Drop the pictures and restate the rest of the listing word for word.

DATASET EXTRACT
.....
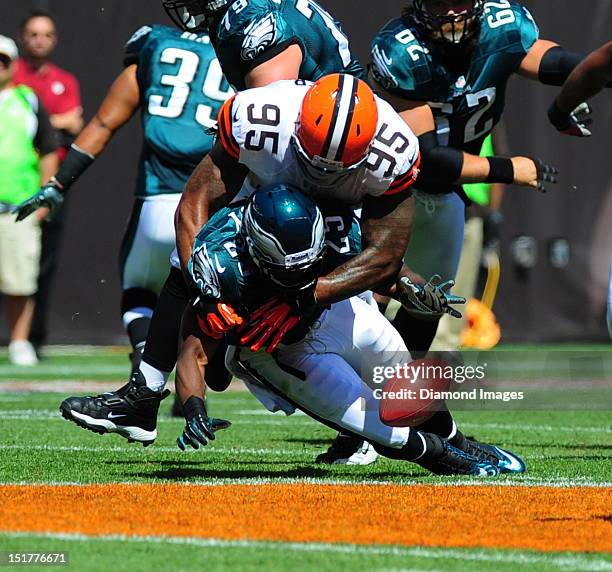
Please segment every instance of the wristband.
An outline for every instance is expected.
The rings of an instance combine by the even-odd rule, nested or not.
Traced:
[[[72,144],[62,166],[55,175],[55,180],[60,184],[60,190],[66,192],[94,162],[94,159],[93,155]]]
[[[487,157],[487,161],[489,161],[487,183],[505,183],[507,185],[514,183],[514,165],[512,165],[512,159],[507,159],[506,157]]]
.....
TASK OUTPUT
Please segment every instance of the wristband.
An outline for every instance is expected.
The rings of an instance combine by the even-odd rule, nested or not.
Traced:
[[[72,144],[62,166],[55,175],[55,180],[60,184],[60,190],[66,192],[94,162],[94,159],[93,155]]]
[[[487,157],[487,161],[489,161],[487,183],[505,183],[507,185],[514,183],[514,165],[512,165],[512,159],[507,159],[506,157]]]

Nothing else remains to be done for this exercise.